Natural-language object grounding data
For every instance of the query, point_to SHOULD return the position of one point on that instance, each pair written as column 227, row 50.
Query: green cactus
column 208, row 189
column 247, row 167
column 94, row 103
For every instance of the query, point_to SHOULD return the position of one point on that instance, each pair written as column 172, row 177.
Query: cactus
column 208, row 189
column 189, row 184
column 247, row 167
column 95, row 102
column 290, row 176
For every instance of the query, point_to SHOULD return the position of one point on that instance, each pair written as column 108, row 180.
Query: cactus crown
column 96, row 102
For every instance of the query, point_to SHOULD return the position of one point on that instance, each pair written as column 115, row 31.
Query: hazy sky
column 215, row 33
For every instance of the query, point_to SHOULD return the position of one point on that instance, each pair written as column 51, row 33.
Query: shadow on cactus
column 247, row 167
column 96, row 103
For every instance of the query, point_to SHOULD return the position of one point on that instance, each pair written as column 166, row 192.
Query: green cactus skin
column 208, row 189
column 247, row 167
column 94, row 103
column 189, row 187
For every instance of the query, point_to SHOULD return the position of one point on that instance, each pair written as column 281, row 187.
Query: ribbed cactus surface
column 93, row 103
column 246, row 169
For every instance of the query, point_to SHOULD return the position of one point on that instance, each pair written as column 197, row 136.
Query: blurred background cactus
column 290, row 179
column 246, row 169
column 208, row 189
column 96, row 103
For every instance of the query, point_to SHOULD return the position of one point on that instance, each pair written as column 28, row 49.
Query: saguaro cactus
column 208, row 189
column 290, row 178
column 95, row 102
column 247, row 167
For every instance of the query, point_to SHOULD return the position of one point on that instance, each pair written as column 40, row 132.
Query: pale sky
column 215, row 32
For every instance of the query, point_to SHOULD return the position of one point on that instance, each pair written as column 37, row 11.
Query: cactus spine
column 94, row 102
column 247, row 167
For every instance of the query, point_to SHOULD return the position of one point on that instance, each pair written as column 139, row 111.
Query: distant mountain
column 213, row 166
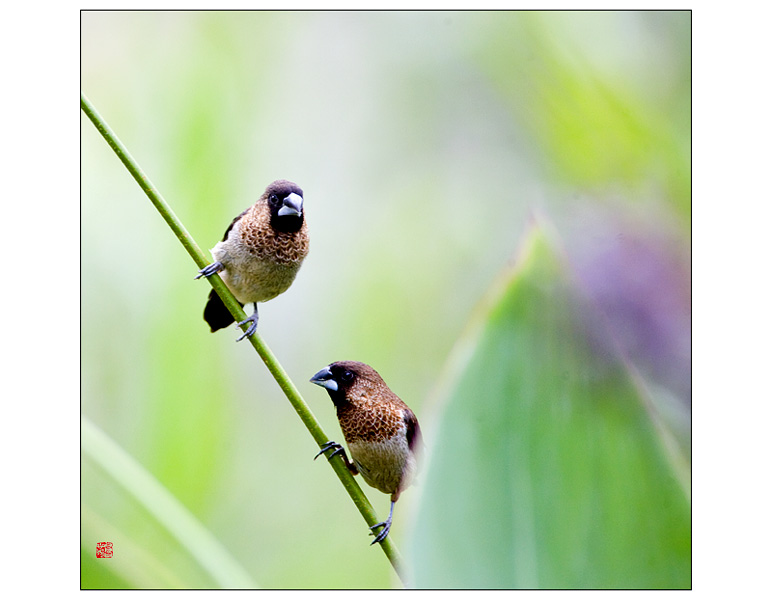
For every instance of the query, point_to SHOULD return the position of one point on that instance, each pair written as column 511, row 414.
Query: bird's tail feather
column 216, row 313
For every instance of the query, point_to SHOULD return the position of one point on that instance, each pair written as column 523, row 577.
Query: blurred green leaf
column 551, row 467
column 212, row 558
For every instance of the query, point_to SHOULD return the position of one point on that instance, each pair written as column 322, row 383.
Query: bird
column 381, row 431
column 260, row 254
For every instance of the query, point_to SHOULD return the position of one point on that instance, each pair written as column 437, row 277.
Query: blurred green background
column 431, row 146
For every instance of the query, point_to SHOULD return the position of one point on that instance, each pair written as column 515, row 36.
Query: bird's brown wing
column 227, row 231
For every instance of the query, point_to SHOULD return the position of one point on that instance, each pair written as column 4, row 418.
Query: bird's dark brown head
column 285, row 202
column 347, row 380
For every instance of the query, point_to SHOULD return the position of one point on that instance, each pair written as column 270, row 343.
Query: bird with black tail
column 260, row 254
column 381, row 432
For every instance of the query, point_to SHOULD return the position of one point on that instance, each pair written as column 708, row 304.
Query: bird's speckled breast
column 260, row 263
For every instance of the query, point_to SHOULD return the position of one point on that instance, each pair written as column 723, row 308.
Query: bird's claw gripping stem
column 210, row 270
column 252, row 320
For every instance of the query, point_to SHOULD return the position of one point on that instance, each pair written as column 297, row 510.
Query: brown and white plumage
column 381, row 431
column 260, row 253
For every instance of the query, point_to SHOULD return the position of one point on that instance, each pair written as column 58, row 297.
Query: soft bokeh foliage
column 423, row 142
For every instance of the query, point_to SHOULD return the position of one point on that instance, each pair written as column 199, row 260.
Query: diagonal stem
column 275, row 368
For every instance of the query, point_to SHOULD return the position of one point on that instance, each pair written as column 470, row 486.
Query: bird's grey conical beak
column 292, row 205
column 324, row 378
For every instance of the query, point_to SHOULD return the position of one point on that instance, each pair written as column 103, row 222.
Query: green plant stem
column 273, row 365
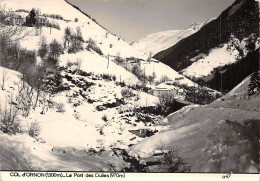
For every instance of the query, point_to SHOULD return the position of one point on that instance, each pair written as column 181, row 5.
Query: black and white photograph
column 104, row 88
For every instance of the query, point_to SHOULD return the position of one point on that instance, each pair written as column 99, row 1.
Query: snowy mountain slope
column 225, row 54
column 68, row 131
column 91, row 61
column 159, row 41
column 238, row 23
column 193, row 129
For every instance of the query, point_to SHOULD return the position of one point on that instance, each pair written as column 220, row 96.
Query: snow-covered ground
column 156, row 42
column 225, row 54
column 190, row 128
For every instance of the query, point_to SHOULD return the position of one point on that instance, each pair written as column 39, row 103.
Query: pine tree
column 254, row 84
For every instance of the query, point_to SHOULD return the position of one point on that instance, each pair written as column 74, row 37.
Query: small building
column 168, row 89
column 13, row 19
column 41, row 20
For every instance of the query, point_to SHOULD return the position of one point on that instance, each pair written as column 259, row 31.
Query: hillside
column 156, row 42
column 56, row 91
column 222, row 42
column 222, row 139
column 74, row 97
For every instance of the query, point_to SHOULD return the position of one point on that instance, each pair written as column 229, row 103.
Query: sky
column 135, row 19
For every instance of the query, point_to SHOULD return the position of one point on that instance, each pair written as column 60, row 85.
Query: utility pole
column 144, row 74
column 107, row 61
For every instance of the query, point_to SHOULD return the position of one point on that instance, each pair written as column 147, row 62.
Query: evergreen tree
column 254, row 84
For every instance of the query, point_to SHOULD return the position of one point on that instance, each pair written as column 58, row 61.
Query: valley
column 76, row 97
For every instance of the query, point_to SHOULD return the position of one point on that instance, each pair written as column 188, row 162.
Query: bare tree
column 4, row 79
column 9, row 35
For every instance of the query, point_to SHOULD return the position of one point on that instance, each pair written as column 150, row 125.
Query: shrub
column 8, row 117
column 127, row 92
column 34, row 129
column 92, row 45
column 173, row 162
column 104, row 118
column 60, row 107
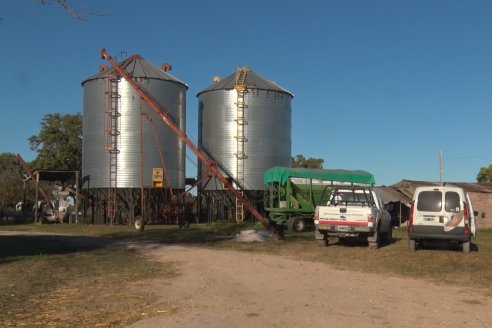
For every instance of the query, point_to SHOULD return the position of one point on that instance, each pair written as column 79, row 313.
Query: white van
column 441, row 213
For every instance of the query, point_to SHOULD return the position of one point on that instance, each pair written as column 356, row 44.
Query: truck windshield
column 429, row 201
column 352, row 197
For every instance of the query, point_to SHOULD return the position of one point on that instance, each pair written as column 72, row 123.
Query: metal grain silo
column 245, row 125
column 142, row 138
column 126, row 145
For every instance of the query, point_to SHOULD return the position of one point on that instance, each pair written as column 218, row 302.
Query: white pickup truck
column 353, row 212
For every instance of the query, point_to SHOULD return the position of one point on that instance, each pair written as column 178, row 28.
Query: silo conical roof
column 138, row 68
column 253, row 81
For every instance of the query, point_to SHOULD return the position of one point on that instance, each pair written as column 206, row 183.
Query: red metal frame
column 212, row 167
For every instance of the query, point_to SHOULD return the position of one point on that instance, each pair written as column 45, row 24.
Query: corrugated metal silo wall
column 95, row 158
column 268, row 132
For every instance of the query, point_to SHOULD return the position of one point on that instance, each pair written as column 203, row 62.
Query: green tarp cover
column 282, row 174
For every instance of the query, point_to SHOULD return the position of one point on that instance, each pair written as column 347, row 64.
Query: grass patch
column 46, row 282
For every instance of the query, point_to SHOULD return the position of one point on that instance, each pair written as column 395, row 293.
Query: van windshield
column 452, row 201
column 429, row 201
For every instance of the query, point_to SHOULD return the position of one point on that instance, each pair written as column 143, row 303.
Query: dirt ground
column 232, row 289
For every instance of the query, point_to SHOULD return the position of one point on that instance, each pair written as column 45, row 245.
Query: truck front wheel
column 374, row 240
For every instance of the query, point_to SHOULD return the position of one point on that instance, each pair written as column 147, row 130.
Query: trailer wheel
column 374, row 240
column 322, row 242
column 296, row 224
column 139, row 223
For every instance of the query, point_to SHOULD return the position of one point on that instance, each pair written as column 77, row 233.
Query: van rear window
column 429, row 201
column 452, row 201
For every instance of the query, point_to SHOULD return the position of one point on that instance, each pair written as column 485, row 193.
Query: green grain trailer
column 292, row 194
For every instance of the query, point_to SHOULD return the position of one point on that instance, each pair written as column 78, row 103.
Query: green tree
column 485, row 174
column 11, row 182
column 310, row 163
column 59, row 143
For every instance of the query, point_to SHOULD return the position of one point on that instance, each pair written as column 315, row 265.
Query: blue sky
column 379, row 85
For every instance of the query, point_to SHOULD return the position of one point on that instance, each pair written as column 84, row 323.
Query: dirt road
column 237, row 289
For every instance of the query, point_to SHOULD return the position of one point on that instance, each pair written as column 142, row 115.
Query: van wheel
column 412, row 245
column 374, row 240
column 388, row 236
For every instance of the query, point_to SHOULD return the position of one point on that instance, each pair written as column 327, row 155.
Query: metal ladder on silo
column 112, row 134
column 241, row 122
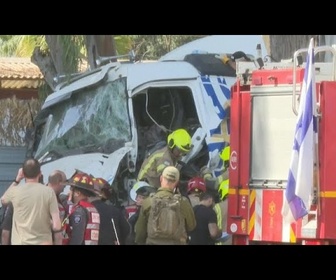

> What you have to do
Using the data above, repeat exactly the lines that begin at the line with "229, row 103." and end at the line with "150, row 125.", both ends included.

> Solution to this exercise
For every instance of the query, point_to SHOULD return the position of one point on that instance, each pair written as column 229, row 103.
Query: sky
column 135, row 19
For every instance of the query, point_to SHOULD return the position of one point on that instance, each pair written as column 60, row 85.
Query: utility pole
column 144, row 74
column 107, row 61
For every instance of the query, point_to SHOULD return the position of one point on that instance, each pair written as column 147, row 62.
Query: evergreen tree
column 254, row 84
For every instance of the query, point_to SHOULD return the position of one point on that instance, each pair written as column 58, row 61.
Query: valley
column 76, row 97
For every instance of the query, point_to SHOULD return the position of one point on that instance, each pair written as column 188, row 162.
Query: bare tree
column 4, row 79
column 9, row 35
For every instance of the query, point_to SHOULD return the position of one point on that instance, each pair written as column 150, row 125.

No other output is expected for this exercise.